----- PASSAGE
Depending on the data size and cluster resources, the optimizer 
(OptimizerRuleBased.java, line 844) will recognize that the work can be 
done locally and overwrite it to local execution. This might be valid 
and definitely works (in my case) but kind of contradicts what I want 
SystemML to do.
I wonder if we should disable this optimization in case a concrete 
execution mode is given and go with the mode that is provided.

Felix


Re: Parfor semantics

Posted by Matthias Boehm <mb...@googlemail.com>.
well, it has been used for similar use cases. It works well if the 
dataset fits into memory of each worker. For very large datasets, the 
distributed right indexing is an issue, as it prevents us from running 
parfor itself as distributed operation. However, this can be addressed 
via block-partitioning, but so far we only support row/column partitioning.

Regards,
Matthias

On 11/23/2016 2:54 AM, dusenberrymw@gmail.com wrote:
> Also for some context, we're aiming to use this for remote hyperparameter tuning over a large dataset.  Specifically, each remote process would train a separate model over the full dataset using a mini-batch SGD approach.  Has the `parfor` construct been used for this purpose before?
>
> --
>
> Mike Dusenberry
> GitHub: github.com/dusenberrymw
> LinkedIn: linkedin.com/in/mikedusenberry
>
> Sent from my iPhone.
----------
WRITTEN PROBLEM 1: In the forum thread, which file and line hold the optimizer logic that switches the work to local execution?
----- DATA EXTRACT
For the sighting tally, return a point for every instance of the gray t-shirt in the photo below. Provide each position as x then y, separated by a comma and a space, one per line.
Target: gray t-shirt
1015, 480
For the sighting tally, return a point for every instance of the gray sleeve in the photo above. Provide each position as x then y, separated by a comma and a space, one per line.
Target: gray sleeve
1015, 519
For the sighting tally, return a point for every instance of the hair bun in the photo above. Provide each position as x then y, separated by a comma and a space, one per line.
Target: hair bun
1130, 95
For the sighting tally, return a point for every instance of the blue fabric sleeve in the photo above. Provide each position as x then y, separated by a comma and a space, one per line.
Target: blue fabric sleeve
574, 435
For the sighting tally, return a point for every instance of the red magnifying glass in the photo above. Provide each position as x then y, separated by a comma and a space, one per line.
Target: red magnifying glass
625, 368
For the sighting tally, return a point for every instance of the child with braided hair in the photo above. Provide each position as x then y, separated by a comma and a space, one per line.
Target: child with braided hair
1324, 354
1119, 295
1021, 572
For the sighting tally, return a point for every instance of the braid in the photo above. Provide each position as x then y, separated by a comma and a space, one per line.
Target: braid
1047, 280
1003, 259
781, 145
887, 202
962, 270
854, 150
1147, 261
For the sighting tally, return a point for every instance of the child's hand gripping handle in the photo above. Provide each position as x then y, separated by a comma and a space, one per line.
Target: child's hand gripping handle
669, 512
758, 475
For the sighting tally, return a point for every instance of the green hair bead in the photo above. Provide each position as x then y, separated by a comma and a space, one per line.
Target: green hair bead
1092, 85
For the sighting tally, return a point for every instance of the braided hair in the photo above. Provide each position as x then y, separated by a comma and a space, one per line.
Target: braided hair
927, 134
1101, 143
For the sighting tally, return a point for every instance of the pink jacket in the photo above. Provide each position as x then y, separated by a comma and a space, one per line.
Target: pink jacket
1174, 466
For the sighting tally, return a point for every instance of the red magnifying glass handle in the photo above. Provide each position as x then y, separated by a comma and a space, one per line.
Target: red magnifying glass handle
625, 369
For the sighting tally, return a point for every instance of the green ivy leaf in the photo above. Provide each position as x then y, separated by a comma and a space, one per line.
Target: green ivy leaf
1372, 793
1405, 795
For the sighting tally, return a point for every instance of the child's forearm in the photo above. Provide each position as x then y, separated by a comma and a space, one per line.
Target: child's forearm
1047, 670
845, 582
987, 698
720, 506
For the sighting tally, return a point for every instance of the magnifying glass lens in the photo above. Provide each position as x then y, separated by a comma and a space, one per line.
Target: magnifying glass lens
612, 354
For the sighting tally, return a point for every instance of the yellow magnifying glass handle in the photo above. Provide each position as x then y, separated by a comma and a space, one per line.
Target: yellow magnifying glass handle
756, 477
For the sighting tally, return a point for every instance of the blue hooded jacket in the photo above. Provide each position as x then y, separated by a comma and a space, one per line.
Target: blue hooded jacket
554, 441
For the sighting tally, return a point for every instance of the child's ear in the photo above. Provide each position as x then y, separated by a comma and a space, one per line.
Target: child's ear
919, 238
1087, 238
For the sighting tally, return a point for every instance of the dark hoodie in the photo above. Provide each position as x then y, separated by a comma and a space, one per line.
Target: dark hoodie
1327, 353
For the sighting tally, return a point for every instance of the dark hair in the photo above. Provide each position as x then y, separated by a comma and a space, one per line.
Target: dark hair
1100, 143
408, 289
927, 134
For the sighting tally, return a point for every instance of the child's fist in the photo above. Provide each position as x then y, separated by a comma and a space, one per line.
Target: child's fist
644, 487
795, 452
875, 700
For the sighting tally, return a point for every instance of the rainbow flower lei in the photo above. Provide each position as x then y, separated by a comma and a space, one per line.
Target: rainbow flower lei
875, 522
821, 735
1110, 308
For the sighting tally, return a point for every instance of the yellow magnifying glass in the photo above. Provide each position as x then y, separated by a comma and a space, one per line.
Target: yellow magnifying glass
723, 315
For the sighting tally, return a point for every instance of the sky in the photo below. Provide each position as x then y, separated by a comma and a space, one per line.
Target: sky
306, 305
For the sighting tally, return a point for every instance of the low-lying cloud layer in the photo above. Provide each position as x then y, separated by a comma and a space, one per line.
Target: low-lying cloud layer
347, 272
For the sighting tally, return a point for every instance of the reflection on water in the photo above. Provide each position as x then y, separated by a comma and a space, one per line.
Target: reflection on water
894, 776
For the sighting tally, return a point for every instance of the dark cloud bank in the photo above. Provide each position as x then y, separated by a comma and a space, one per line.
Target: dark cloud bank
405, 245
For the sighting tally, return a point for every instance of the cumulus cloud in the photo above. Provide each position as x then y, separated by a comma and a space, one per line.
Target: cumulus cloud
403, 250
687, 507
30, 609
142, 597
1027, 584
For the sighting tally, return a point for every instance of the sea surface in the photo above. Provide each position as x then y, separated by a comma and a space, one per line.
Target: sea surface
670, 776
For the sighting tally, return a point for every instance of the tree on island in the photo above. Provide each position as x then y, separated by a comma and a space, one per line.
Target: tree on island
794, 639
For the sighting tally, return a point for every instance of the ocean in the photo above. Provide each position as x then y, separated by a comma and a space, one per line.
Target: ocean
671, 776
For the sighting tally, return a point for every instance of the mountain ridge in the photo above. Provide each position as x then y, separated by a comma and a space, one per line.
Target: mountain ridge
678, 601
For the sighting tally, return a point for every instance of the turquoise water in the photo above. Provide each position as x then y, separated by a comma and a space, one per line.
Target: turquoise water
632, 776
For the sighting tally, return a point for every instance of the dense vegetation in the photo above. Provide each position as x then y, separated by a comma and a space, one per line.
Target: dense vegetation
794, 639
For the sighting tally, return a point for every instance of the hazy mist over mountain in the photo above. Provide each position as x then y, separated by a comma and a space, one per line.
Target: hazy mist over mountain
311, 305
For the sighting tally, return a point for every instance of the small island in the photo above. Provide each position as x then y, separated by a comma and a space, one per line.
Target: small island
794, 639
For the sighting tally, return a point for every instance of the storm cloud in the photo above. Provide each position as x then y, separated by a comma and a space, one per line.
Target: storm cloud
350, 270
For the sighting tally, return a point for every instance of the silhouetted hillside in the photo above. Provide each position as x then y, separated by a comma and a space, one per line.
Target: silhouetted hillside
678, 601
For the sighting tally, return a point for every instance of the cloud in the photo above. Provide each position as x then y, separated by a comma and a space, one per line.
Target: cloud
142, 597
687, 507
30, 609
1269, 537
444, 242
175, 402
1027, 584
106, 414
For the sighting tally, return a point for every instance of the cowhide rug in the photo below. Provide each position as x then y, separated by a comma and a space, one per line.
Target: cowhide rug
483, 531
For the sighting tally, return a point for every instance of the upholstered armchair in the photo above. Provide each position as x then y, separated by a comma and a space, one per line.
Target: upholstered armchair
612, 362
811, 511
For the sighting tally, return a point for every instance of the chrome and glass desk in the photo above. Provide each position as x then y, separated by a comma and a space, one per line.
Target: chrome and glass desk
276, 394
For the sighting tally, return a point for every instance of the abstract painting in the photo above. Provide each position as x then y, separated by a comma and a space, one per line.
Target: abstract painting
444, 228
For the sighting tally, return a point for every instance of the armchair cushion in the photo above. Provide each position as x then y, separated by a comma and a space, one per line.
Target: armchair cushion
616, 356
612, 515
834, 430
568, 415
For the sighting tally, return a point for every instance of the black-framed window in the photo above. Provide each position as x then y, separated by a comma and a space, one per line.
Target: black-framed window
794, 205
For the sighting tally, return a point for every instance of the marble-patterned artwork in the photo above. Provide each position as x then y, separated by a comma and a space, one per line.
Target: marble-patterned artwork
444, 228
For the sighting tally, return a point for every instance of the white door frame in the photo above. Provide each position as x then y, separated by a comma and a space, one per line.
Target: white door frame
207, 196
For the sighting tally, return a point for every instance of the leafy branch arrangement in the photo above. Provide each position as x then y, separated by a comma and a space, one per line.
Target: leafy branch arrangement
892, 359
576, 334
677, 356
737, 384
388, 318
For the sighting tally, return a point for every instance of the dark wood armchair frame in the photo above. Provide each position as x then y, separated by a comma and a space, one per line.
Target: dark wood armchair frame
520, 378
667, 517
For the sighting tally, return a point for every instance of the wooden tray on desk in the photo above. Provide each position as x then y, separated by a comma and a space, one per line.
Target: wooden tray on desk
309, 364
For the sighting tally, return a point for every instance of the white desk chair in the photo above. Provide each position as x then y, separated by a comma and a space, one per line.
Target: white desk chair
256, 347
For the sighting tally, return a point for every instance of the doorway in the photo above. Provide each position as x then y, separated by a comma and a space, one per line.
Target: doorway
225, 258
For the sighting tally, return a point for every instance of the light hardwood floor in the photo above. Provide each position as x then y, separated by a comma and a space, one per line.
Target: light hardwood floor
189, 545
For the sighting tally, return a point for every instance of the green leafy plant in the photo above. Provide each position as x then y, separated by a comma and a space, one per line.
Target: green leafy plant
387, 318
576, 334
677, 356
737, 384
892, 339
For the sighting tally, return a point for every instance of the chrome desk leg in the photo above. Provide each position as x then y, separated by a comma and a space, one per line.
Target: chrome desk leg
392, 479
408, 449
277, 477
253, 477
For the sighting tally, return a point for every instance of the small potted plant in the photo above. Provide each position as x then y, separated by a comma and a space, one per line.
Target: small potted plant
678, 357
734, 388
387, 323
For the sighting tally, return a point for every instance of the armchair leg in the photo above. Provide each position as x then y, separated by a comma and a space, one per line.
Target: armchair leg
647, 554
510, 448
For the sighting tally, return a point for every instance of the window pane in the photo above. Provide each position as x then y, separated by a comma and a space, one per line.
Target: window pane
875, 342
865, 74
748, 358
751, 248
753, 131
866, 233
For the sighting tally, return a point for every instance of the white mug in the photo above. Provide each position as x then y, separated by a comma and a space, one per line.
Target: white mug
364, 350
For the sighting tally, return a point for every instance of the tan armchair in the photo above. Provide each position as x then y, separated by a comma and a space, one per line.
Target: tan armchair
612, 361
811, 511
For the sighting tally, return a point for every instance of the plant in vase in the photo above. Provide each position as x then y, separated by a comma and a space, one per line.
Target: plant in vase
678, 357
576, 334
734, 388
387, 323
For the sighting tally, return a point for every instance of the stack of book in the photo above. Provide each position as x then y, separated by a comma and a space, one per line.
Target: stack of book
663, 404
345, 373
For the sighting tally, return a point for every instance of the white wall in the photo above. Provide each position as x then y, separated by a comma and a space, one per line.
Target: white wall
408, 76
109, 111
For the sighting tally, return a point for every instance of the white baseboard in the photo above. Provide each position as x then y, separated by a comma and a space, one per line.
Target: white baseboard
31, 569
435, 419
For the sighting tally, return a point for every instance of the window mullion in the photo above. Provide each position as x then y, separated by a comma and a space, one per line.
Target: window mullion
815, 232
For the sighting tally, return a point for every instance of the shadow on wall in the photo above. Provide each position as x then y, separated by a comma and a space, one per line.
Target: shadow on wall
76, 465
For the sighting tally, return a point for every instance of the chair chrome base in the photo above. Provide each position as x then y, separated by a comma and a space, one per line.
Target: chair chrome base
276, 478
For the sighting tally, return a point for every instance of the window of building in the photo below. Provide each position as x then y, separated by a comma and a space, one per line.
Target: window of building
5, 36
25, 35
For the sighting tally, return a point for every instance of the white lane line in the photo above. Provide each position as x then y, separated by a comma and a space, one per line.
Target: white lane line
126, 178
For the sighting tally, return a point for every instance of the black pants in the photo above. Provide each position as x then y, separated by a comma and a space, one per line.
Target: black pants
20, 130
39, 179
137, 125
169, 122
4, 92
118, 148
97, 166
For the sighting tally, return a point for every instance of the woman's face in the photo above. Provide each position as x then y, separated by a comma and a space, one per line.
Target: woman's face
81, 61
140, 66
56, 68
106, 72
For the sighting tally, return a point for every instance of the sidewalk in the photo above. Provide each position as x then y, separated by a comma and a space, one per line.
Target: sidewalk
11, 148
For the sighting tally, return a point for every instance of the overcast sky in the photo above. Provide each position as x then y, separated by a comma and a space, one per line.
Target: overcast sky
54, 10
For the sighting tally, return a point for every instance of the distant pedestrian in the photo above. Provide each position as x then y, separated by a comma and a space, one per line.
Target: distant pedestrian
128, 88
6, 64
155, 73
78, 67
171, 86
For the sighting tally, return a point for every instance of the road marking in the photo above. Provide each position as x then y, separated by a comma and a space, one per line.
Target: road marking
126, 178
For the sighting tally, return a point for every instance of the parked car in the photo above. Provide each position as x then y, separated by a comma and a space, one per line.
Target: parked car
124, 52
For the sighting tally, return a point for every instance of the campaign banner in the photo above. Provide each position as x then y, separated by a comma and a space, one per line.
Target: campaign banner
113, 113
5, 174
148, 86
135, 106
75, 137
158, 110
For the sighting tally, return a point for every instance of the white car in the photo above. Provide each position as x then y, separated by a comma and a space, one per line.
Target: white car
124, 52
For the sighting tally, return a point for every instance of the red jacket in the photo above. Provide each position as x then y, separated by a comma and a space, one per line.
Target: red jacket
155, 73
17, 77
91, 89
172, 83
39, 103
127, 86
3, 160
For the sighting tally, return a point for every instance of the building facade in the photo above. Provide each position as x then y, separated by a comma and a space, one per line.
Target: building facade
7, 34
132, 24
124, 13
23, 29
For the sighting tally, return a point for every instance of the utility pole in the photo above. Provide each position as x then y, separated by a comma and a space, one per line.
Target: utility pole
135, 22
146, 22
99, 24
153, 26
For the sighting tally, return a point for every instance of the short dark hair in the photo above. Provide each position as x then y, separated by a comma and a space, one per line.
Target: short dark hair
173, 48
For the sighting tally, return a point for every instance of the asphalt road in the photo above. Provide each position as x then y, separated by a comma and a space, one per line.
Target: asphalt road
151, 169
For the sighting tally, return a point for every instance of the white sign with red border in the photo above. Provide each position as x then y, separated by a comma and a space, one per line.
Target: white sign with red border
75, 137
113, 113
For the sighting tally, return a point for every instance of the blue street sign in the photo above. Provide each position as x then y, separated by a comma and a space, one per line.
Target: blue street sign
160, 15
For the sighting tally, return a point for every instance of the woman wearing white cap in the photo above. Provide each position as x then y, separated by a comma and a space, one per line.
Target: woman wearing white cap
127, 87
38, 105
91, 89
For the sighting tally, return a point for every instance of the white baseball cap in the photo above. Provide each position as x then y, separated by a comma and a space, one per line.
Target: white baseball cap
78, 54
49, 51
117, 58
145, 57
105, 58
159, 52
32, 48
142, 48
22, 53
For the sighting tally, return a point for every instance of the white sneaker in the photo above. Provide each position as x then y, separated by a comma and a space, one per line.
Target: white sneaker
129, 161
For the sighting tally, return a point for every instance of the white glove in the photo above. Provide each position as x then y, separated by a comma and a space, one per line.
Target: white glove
----------
WRITTEN PROBLEM 2: Rewrite the records from the line holding "the woman wearing" through the end of the records, inclusive, replacing "sighting tally" with "sighting count" and leaving everything else unchanged.

EXERCISE SOLUTION 1: OptimizerRuleBased.java, line 844

EXERCISE SOLUTION 2:
For the sighting count, return a point for every instance of the woman wearing white cap in the photo above. Provide each position as x then y, separated by a comma and a space, one per line.
Target: woman wearing white cap
127, 87
38, 105
91, 89
For the sighting count, return a point for every instance of the white baseball cap in the photo above. Provide each position as x then y, separated by a comma and a space, one per line.
Target: white baseball cap
78, 54
49, 51
117, 58
145, 57
105, 58
159, 52
32, 48
142, 48
22, 53
For the sighting count, return a point for every instance of the white sneaker in the photo above. Provide each position as x then y, separated by a comma and a space, one per line.
Target: white sneaker
129, 161
For the sighting count, return a point for every instance of the white glove in the photo above. Provide each position as x then y, separated by a comma and a space, one per line.
Target: white glove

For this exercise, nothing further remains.